> TEXTAUSZUG:

Anhand der beiden Prints und der darin enthaltenen urkundsbeweislich verlesenen Datenfelder hat das Gericht dann auch die Zahl der einzelnen von dem Messgerät genutzten Einzelbilder zur Aufzeichnung feststellten können. Diese ergaben sich aus einem Vergleich des Einzelbildzählers auf dem 1. zeitlich gefertigten Lichtbild von 334.009 Bildern und bei dem 2. gefertigten Lichtbild von 334.167 Bildern, woraus sich eine Differenz von 158 Bilder für die gewählte Messstrecke ergab. Jedes dieser Bilder ist entsprechend der Bedienungsanleitung des ProViDa-Messgerätes und der technischen Gegebenheiten des Messsystems 0,04 Sekunden lang, so dass sich eine Messzeit von 6,32 Sekunden errechnen lässt.
Die Geschwindigkeit war dann zu berechnen anhand der Formel: 196 Meter Messstrecke x 3,6 : 6,32 Sekunden. Hieraus ergab sich eine zu bestimmende Geschwindigkeit von 111,65 km/h. Hiervon hat das Gericht einen Toleranzabzug entsprechend der Bedienungsanleitung von 6 km/h vorgenommen, so dass sich nach Streichung der Nachkommastellen eine Geschwindigkeit von 105 km/h als vorwerfbare Geschwindigkeit ergab und folgerichtig eine Überschreitung von 45 km/h. Diese Art der Geschwindigkeitsfeststellung ist anerkannt, auch wenn sie kein standardisiertes Messverfahren darstellt (hierzu etwa: OLG Hamm Beschl. v. 22.6.2017 – 1 RBs 30/17, BeckRS 2017, 122484; AG Castrop-Rauxel Urt. v. 26.8.2022 – 6 OWi-264 Js 1170/22-486/22, BeckRS 2022, 22074; AG Lüdinghausen Urt. v. 20.4.2015 – 19 OWi-89 Js 1431/14-139/14, BeckRS 2015, 10022).
Dementsprechend war der Betroffene wegen fahrlässiger Überschreitung der zulässigen Höchstgeschwindigkeit zu verurteilen.

> ÜBUNGSDATEN:
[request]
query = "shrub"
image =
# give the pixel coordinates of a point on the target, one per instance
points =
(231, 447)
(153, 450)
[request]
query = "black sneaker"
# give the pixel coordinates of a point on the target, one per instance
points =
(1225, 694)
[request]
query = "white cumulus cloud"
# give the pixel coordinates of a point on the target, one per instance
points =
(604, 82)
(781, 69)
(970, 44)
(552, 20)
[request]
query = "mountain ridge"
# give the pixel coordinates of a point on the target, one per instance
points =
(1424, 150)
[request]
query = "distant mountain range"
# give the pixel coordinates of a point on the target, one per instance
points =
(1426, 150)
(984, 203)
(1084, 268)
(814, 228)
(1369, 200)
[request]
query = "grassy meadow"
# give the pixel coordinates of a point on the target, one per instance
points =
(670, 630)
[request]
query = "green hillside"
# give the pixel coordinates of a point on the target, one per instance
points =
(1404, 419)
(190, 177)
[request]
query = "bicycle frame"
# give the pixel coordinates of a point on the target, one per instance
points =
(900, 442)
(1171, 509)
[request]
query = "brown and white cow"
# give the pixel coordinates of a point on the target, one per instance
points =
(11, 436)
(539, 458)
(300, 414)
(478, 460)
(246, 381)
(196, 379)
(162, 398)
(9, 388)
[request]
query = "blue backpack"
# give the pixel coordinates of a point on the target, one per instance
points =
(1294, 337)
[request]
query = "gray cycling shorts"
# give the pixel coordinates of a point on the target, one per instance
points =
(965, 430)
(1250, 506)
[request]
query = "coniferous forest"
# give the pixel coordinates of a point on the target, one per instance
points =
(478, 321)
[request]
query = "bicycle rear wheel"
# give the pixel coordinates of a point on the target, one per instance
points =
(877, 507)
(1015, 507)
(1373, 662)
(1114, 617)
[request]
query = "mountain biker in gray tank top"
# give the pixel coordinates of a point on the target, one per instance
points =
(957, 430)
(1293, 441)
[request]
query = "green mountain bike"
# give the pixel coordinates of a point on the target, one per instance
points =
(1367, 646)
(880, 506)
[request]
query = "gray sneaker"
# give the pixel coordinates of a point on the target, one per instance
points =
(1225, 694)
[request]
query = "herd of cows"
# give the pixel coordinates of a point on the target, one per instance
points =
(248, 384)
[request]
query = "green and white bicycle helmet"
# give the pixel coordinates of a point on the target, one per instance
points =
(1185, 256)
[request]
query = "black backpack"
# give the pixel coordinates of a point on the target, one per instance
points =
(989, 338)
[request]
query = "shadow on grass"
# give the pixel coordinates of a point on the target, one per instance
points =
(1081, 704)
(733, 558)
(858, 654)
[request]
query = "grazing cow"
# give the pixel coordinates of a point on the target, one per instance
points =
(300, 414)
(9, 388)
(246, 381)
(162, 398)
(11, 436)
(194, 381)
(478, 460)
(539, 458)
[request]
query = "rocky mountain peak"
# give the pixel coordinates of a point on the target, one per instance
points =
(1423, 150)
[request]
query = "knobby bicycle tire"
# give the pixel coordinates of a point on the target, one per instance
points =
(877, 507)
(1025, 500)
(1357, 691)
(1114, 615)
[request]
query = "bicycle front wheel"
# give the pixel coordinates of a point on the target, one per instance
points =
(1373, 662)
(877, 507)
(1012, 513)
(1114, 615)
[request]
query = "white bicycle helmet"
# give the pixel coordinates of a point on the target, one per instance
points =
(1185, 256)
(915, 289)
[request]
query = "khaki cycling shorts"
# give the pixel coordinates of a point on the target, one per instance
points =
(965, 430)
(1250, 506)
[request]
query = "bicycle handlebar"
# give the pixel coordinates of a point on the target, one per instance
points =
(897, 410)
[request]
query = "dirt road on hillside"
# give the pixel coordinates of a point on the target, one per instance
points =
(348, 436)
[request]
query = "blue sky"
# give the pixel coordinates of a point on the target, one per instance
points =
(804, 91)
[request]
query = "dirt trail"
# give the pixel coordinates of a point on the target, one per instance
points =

> AUFGABE:
Prüfe, ob die Aussagen 1., 2. und 3. mit dem Textauszug übereinstimmen, und belege jede Antwort (Ja oder Nein) mit den entscheidenden Worten aus dem Textauszug.
1. Jedes vom Messgerät aufgezeichnete Einzelbild ist 0,04 Sekunden lang.
2. Das Gericht nahm einen Toleranzabzug von 3 km/h vor.
3. Die beschriebene Art der Geschwindigkeitsfeststellung ist ein standardisiertes Messverfahren.

> LÖSUNG:
1. Ja: „Jedes dieser Bilder ist entsprechend der Bedienungsanleitung des ProViDa-Messgerätes und der technischen Gegebenheiten des Messsystems 0,04 Sekunden lang“
2. Nein: „Hiervon hat das Gericht einen Toleranzabzug entsprechend der Bedienungsanleitung von 6 km/h vorgenommen“
3. Nein: „auch wenn sie kein standardisiertes Messverfahren darstellt“